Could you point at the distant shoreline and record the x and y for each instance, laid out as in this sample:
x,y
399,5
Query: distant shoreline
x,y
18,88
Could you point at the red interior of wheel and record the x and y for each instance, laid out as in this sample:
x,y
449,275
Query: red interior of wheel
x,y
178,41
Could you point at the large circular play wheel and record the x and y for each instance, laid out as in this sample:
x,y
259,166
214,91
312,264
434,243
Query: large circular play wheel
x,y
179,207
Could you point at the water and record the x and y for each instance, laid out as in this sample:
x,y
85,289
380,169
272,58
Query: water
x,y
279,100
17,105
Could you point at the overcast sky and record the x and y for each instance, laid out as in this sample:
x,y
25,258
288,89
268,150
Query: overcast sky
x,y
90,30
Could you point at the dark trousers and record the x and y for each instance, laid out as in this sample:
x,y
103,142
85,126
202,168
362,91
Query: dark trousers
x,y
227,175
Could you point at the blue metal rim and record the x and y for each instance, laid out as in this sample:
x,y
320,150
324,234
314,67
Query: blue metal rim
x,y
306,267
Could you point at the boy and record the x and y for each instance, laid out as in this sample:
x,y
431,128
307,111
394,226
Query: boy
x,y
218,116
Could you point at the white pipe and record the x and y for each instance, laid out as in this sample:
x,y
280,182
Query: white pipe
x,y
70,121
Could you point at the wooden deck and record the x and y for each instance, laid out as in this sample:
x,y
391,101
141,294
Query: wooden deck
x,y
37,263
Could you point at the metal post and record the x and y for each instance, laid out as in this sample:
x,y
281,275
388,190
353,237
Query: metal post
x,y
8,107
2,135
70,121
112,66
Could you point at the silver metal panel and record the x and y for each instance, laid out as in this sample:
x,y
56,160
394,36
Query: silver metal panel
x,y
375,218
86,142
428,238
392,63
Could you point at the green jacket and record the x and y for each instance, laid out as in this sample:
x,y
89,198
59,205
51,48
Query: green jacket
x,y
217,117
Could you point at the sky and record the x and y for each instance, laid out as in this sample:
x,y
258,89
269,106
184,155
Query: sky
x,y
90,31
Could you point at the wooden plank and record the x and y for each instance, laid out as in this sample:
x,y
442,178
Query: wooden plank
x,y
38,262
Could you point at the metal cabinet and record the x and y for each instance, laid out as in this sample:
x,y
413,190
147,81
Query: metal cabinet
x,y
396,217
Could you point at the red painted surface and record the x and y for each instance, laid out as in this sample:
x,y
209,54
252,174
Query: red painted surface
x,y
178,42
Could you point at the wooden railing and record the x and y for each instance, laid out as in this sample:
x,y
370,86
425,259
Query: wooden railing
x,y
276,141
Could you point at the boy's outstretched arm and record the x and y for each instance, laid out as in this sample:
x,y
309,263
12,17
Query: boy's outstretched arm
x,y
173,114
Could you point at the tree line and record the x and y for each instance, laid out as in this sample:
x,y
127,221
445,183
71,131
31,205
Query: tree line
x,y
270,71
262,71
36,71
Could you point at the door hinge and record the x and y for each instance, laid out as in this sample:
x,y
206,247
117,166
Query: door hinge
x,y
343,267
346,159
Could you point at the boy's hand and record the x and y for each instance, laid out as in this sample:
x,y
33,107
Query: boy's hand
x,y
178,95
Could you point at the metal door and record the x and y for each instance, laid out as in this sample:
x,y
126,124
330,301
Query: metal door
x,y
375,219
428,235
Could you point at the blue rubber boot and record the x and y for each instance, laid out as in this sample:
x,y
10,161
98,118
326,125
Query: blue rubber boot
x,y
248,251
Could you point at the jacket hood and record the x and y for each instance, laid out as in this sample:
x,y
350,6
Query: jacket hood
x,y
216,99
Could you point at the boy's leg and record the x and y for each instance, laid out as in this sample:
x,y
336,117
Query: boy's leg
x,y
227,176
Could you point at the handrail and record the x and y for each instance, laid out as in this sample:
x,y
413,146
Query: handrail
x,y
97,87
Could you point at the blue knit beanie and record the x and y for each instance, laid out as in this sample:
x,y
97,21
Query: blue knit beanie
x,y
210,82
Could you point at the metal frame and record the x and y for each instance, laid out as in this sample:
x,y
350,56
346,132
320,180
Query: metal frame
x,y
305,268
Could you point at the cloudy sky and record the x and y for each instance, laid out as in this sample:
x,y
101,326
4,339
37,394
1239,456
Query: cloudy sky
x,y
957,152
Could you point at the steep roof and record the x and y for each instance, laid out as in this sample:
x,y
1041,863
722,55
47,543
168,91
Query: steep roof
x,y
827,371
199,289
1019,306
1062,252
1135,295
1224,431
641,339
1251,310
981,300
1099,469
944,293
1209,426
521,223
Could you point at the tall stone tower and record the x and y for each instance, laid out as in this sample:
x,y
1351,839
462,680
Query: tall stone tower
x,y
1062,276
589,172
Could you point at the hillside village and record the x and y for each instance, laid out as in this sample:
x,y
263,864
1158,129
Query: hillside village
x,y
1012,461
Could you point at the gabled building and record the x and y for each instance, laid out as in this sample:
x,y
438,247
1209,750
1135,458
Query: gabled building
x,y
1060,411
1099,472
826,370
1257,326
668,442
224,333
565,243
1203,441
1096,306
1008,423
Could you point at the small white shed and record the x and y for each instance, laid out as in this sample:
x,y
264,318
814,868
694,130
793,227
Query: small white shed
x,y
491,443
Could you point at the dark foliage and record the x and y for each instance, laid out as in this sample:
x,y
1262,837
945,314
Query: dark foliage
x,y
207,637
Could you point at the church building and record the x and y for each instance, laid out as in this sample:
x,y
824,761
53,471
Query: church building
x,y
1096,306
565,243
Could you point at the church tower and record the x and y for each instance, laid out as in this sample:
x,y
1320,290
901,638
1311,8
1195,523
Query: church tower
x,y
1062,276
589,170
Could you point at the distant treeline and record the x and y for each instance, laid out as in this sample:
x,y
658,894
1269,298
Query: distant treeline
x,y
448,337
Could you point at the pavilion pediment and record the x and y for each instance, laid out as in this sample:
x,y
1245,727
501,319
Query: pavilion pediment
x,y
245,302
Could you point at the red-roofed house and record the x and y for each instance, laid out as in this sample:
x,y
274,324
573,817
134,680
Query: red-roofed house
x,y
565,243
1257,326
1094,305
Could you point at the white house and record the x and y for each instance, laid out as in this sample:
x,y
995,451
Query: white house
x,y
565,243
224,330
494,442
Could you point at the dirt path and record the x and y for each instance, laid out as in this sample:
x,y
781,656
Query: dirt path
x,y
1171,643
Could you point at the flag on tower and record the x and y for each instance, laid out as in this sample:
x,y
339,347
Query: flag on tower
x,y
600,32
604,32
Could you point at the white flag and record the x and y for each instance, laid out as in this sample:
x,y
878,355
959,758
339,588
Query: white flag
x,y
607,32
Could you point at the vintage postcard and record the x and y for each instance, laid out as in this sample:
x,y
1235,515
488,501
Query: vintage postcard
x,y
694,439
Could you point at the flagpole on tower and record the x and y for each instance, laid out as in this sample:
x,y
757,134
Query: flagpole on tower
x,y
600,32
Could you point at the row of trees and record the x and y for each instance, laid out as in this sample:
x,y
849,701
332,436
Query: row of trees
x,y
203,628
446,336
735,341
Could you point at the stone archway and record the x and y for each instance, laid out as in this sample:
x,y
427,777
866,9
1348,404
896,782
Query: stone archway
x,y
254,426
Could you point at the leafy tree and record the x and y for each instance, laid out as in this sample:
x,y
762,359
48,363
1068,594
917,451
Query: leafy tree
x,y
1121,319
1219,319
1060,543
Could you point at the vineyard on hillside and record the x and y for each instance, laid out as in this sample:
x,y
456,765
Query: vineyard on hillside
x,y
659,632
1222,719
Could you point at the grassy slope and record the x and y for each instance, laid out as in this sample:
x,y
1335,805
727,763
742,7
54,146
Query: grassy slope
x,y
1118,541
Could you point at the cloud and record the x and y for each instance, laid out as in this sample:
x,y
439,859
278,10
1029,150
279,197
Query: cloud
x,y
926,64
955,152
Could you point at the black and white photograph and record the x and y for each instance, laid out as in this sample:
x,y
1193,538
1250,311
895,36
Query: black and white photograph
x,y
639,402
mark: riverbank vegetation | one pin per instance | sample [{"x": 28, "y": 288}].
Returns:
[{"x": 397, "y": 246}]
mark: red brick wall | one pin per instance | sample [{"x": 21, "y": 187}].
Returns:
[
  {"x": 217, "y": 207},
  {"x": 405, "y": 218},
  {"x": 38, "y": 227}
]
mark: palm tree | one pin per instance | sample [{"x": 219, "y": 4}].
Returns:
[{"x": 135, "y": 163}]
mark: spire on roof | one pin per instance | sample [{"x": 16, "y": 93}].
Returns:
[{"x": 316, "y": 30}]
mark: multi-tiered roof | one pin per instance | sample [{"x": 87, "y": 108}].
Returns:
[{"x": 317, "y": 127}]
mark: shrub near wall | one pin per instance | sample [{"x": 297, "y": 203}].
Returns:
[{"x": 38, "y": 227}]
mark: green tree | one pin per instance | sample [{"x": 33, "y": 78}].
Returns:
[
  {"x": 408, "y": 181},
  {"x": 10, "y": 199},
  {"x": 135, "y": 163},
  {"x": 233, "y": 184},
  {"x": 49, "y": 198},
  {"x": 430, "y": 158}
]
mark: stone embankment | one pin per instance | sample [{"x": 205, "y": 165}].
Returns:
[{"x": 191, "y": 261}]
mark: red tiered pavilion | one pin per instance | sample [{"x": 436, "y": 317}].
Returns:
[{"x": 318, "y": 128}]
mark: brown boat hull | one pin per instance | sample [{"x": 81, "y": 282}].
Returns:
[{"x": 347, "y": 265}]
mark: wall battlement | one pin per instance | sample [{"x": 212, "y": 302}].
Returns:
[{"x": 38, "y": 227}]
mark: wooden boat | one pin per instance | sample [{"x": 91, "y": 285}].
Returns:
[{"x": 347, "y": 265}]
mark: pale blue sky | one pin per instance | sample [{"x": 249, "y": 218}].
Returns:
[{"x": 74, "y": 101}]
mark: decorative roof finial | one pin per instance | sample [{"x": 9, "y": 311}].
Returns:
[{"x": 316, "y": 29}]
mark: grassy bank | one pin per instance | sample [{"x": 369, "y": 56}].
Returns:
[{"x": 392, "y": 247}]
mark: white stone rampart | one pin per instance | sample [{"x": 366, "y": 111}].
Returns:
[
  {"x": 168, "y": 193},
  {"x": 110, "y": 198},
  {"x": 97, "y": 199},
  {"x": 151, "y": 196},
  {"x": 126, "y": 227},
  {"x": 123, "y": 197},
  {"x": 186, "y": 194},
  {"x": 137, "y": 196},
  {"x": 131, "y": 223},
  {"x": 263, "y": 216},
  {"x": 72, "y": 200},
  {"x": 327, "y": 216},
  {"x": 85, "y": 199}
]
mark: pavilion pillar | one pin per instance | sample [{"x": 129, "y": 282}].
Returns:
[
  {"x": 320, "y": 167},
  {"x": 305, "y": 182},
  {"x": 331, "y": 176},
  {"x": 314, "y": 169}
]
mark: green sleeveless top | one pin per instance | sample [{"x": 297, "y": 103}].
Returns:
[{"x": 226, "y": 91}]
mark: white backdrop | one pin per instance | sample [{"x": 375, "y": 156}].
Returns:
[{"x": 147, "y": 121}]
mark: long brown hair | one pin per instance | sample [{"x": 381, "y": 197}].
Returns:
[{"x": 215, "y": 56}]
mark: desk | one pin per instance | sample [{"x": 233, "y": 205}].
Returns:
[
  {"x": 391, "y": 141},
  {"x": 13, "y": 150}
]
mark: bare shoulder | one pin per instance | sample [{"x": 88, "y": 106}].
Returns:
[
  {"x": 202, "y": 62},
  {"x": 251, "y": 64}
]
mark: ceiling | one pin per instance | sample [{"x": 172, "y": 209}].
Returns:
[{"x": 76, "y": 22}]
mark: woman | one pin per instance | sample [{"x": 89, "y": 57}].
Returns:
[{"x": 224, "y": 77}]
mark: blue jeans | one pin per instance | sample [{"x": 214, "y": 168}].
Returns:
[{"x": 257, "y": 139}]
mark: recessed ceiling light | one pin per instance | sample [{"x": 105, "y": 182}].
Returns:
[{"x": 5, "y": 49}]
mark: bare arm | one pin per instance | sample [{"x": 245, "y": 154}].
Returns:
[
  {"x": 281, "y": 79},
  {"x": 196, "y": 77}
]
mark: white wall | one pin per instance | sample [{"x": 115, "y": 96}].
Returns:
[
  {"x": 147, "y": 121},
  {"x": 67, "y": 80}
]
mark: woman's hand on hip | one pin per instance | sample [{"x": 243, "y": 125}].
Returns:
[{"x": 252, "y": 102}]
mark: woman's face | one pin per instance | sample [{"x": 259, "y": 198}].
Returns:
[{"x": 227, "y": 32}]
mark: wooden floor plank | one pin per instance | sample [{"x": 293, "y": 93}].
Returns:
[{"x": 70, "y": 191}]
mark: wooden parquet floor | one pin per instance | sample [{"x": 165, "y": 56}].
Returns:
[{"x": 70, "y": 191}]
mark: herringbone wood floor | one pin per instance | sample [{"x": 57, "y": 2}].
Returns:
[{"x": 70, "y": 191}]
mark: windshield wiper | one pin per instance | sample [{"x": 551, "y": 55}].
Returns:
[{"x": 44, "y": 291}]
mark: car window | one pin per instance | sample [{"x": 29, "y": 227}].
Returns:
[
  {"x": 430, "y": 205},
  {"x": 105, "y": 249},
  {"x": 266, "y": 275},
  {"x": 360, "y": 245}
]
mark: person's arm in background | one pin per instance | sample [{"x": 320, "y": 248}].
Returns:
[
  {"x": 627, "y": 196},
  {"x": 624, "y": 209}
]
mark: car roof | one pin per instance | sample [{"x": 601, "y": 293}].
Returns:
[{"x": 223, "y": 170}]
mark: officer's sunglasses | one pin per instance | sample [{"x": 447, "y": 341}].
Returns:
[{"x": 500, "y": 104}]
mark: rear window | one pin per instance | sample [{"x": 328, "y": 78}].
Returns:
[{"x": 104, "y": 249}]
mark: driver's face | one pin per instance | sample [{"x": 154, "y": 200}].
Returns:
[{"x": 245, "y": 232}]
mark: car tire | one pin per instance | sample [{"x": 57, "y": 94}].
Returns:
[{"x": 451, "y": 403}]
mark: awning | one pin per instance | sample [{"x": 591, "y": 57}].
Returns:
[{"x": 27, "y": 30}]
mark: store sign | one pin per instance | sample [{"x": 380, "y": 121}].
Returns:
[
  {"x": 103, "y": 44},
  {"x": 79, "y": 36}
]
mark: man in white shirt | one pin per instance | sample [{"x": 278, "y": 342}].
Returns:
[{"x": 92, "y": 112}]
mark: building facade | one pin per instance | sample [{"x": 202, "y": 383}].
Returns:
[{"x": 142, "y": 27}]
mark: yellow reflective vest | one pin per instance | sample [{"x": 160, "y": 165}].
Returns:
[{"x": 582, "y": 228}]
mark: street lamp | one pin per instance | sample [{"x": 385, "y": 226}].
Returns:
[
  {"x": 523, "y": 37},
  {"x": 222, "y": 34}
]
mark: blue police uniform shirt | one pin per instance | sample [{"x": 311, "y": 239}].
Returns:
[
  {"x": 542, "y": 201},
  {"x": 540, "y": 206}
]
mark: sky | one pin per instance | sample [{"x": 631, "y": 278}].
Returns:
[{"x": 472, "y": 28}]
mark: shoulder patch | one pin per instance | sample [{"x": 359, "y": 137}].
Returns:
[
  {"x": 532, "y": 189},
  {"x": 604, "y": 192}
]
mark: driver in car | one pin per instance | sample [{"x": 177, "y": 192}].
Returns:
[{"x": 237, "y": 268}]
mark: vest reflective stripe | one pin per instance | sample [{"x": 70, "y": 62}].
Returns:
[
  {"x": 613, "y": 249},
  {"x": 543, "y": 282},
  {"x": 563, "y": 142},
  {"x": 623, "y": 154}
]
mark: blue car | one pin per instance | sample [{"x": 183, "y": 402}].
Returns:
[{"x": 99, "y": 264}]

○ ○ ○ ○ ○ ○ ○

(DIRECTION) Begin with the line containing "mark: sky |" and repeat each line exactly until the records above end.

(SOLUTION FOR THIS PROBLEM)
mark: sky | one pin per instance | sample [{"x": 631, "y": 278}].
Returns:
[{"x": 472, "y": 28}]
mark: shoulder patch | one pin per instance | sample [{"x": 359, "y": 137}].
Returns:
[
  {"x": 532, "y": 189},
  {"x": 604, "y": 192}
]
mark: driver in car | one pin per instance | sample [{"x": 177, "y": 192}].
Returns:
[{"x": 237, "y": 268}]
mark: vest reflective stripe | one pin per instance | sample [{"x": 70, "y": 62}].
Returns:
[
  {"x": 613, "y": 249},
  {"x": 543, "y": 282},
  {"x": 563, "y": 142},
  {"x": 623, "y": 154}
]
mark: blue car | one pin per instance | sample [{"x": 183, "y": 402}].
Returns:
[{"x": 99, "y": 264}]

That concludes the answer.